O que fazer:
[A] No texto sobre o implante coclear, em que data e em que cidade foi colocado o primeiro implante?
[B] Transcreva do texto sobre o implante coclear o trecho que começa em "Dia Internacional do" e vai até "que os enriquece.".

Dia Internacional do Implante Coclear
Por José Mendes Nunes, sócio da SPLS
A 25 de fevereiro de 1957, em Paris, foi colocado o primeiro implante coclear (IC) por André Djourno e Charles Eyriès.
O IC está indicado nas pessoas com surdez neurossensorial severa que não beneficiam com as próteses auditivas vulgarmente designados de aparelhos auditivos. O IC é um dispositivo médico, exige colocação cirúrgica e permite a conversão dos sinais acústicos em sinais elétricos que vão estimular o nervo ótico gerando a sensação auditiva. O primeiro IC, colocado em 1957, tinha uma tecnologia e eficácia muito diferentes dos que hoje temos.
Houve muita hesitação na colocação de IC em idades pediátricas, pela oposição da comunidade de surdos que não consideram a surdez uma deficiência, quanto muito será uma desvantagem, mas que, mesmo assim, ela permite o acesso a uma cultura que os enriquece.
Para além disso, a taxa de sucesso era baixa o que reforçava a argumentação da sociedade dos surdos, embora a sua maior preocupação fosse o fato de a colocação de um IC na criança a afastar da aprendizagem da linguagem gestual correndo o risco de nem aprender a oral nem a gestual. Assim, após a evolução tecnológica dos IC e uma longa e dura discussão entre técnicos e a comunidade de surdos, chegou-se a alguns consensos:
- Os pais tem o direito a toda a informação que lhes permita tomar uma decisão informada;
- O principal objetivo é garantir a qualidade de vida da criança dando-lhe todas as oportunidades de aquisições linguísticas, cognitivas e sociais;
- A criança com surdez congénita deve ter a oportunidade de ser bilingue (linguagem gestual e oral) pelo que a sociedade tem o dever lhe dar todas as condições para o conseguir;
- As equipas técnicas multidisciplinares devem incluir elementos da comunidade surda com os quais os pais possam comunicar antes de tomar uma decisão;
- A colocação de IC não deve depender da medicina privada, porque sendo o lucro o seu objetivo, facilmente pode colocar em causa os interesses superiores da criança.

Dados fornecidos:
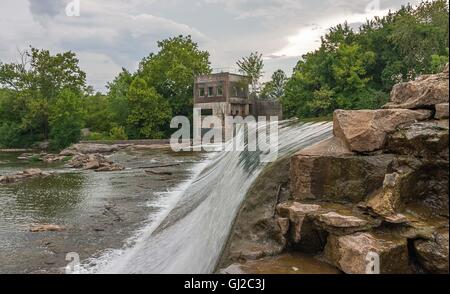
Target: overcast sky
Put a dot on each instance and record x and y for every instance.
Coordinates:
(111, 34)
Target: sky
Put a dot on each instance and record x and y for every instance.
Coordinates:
(107, 35)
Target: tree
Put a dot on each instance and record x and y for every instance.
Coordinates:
(37, 81)
(356, 70)
(118, 107)
(274, 89)
(171, 71)
(252, 66)
(98, 116)
(66, 119)
(149, 111)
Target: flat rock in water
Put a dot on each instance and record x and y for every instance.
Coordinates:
(46, 228)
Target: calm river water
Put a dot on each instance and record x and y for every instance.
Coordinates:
(100, 211)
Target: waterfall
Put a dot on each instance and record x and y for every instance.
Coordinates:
(190, 237)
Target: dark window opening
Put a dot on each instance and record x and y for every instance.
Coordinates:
(206, 112)
(201, 92)
(236, 92)
(219, 91)
(210, 91)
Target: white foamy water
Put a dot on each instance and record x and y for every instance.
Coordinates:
(189, 233)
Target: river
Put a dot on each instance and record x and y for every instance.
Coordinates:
(131, 222)
(101, 212)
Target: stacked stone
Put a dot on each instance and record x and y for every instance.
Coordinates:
(379, 186)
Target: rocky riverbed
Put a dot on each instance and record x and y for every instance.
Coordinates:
(374, 198)
(79, 210)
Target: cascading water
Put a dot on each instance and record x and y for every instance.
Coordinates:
(191, 236)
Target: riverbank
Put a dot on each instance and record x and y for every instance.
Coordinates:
(99, 212)
(371, 199)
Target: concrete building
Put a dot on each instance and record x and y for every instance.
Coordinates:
(227, 94)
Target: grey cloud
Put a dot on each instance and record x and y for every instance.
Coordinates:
(110, 34)
(47, 8)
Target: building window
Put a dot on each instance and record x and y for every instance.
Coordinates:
(210, 91)
(206, 112)
(219, 91)
(201, 92)
(235, 92)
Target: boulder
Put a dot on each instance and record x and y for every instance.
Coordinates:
(415, 186)
(296, 213)
(96, 162)
(359, 253)
(89, 148)
(329, 171)
(26, 174)
(366, 130)
(424, 92)
(426, 139)
(110, 168)
(441, 111)
(433, 254)
(46, 228)
(333, 219)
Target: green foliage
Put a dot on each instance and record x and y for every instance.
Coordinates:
(118, 133)
(171, 71)
(149, 111)
(97, 114)
(274, 89)
(118, 108)
(66, 120)
(356, 70)
(252, 67)
(95, 136)
(45, 96)
(31, 88)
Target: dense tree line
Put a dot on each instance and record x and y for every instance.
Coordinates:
(44, 97)
(357, 69)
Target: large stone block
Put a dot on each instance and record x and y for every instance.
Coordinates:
(359, 253)
(328, 171)
(366, 130)
(433, 254)
(416, 186)
(423, 139)
(424, 92)
(442, 111)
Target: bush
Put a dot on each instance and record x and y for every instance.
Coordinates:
(118, 133)
(64, 135)
(93, 136)
(11, 136)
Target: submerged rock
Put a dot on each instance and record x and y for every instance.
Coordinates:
(89, 148)
(26, 174)
(337, 220)
(366, 130)
(290, 263)
(46, 228)
(442, 111)
(424, 92)
(96, 162)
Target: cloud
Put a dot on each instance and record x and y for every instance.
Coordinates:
(111, 34)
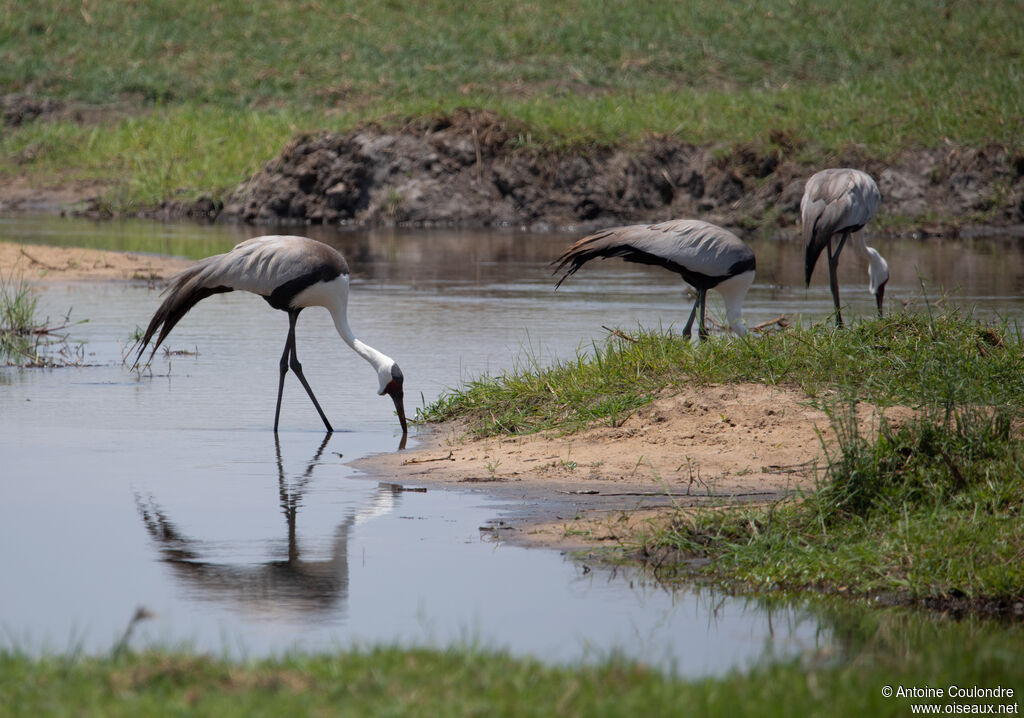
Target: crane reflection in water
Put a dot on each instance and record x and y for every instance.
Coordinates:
(293, 581)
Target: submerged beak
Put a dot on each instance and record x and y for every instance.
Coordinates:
(393, 389)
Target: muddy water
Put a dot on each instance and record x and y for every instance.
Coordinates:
(169, 491)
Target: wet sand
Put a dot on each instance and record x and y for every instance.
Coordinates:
(697, 446)
(43, 263)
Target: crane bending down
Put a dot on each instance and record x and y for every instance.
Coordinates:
(841, 202)
(705, 255)
(291, 273)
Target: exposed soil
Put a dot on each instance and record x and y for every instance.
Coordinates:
(42, 263)
(473, 168)
(470, 168)
(705, 446)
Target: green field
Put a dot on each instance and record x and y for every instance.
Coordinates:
(876, 649)
(182, 98)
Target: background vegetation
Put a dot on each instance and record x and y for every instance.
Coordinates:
(186, 97)
(876, 649)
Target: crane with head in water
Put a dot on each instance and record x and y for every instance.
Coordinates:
(291, 273)
(706, 256)
(841, 202)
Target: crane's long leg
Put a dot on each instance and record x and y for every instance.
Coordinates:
(297, 368)
(689, 322)
(284, 371)
(702, 298)
(833, 275)
(288, 359)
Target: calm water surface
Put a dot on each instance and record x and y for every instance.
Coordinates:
(171, 493)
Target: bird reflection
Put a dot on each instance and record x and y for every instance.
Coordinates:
(289, 584)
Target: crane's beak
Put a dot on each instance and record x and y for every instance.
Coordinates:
(394, 390)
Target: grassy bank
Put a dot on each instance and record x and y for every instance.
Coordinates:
(925, 511)
(913, 360)
(223, 85)
(877, 651)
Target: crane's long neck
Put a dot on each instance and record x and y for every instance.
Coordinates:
(339, 311)
(334, 296)
(878, 267)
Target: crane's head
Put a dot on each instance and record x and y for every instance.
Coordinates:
(878, 275)
(392, 382)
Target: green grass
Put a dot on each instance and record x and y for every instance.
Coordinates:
(17, 320)
(928, 510)
(216, 88)
(903, 359)
(875, 650)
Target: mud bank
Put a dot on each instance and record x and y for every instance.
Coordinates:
(694, 447)
(44, 263)
(473, 169)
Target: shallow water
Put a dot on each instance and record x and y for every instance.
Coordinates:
(170, 492)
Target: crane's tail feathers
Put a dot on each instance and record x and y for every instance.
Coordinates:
(603, 244)
(182, 294)
(811, 254)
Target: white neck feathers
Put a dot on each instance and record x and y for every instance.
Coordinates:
(334, 296)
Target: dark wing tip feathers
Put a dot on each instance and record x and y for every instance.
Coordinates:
(181, 296)
(581, 252)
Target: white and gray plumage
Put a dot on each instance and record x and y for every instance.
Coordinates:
(841, 202)
(705, 255)
(291, 273)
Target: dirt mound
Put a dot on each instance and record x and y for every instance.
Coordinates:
(475, 169)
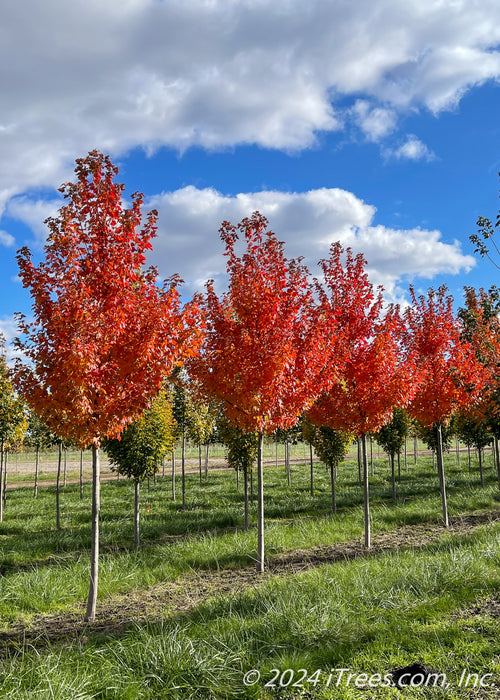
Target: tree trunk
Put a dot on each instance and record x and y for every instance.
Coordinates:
(58, 485)
(137, 542)
(360, 480)
(183, 469)
(366, 493)
(311, 469)
(332, 482)
(497, 451)
(480, 458)
(5, 461)
(393, 477)
(37, 460)
(287, 464)
(199, 464)
(245, 491)
(372, 468)
(440, 468)
(2, 455)
(81, 475)
(173, 475)
(260, 507)
(94, 552)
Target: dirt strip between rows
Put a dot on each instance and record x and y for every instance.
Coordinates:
(182, 595)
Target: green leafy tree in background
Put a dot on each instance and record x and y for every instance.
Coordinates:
(391, 438)
(38, 436)
(331, 446)
(142, 447)
(474, 432)
(13, 423)
(242, 450)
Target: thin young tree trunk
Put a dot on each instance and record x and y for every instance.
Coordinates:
(81, 475)
(5, 462)
(245, 491)
(393, 477)
(372, 468)
(58, 485)
(480, 458)
(497, 454)
(94, 552)
(332, 482)
(311, 469)
(37, 460)
(360, 480)
(2, 457)
(183, 469)
(440, 468)
(173, 475)
(137, 542)
(366, 493)
(260, 506)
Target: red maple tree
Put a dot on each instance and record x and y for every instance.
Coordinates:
(450, 374)
(375, 374)
(266, 347)
(103, 334)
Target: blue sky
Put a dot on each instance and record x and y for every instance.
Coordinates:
(373, 122)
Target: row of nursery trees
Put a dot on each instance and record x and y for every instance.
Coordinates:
(105, 339)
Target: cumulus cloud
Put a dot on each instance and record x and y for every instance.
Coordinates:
(308, 222)
(6, 239)
(412, 149)
(218, 74)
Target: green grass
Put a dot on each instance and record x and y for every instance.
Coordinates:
(369, 615)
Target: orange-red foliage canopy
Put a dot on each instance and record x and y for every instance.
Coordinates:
(451, 377)
(103, 334)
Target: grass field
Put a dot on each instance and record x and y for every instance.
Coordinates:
(187, 617)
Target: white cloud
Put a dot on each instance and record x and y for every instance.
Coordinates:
(220, 73)
(308, 222)
(6, 239)
(412, 149)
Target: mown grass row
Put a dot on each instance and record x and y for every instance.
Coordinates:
(369, 616)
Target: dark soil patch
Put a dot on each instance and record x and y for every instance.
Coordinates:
(177, 597)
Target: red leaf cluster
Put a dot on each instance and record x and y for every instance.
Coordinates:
(450, 374)
(103, 334)
(267, 346)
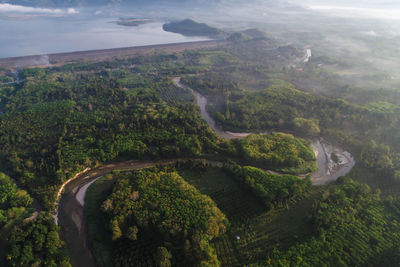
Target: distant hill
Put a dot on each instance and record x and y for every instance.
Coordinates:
(190, 27)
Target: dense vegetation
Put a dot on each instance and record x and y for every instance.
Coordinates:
(355, 227)
(279, 151)
(162, 201)
(36, 243)
(271, 189)
(63, 119)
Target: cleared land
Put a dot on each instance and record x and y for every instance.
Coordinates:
(100, 55)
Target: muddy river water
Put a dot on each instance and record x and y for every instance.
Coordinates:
(70, 213)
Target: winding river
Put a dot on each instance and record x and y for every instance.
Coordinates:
(70, 212)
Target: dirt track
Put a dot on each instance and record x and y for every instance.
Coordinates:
(100, 55)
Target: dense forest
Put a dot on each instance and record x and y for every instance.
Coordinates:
(355, 227)
(162, 201)
(56, 121)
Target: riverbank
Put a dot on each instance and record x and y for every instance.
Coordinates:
(328, 170)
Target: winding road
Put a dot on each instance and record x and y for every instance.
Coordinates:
(69, 211)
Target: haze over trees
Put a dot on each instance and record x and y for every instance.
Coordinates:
(225, 205)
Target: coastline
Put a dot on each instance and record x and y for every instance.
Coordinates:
(46, 60)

Respostas:
[A] A 25 de fevereiro de 1957, em Paris.

[B]
Dia Internacional do Implante Coclear
Por José Mendes Nunes, sócio da SPLS
A 25 de fevereiro de 1957, em Paris, foi colocado o primeiro implante coclear (IC) por André Djourno e Charles Eyriès.
O IC está indicado nas pessoas com surdez neurossensorial severa que não beneficiam com as próteses auditivas vulgarmente designados de aparelhos auditivos. O IC é um dispositivo médico, exige colocação cirúrgica e permite a conversão dos sinais acústicos em sinais elétricos que vão estimular o nervo ótico gerando a sensação auditiva. O primeiro IC, colocado em 1957, tinha uma tecnologia e eficácia muito diferentes dos que hoje temos.
Houve muita hesitação na colocação de IC em idades pediátricas, pela oposição da comunidade de surdos que não consideram a surdez uma deficiência, quanto muito será uma desvantagem, mas que, mesmo assim, ela permite o acesso a uma cultura que os enriquece.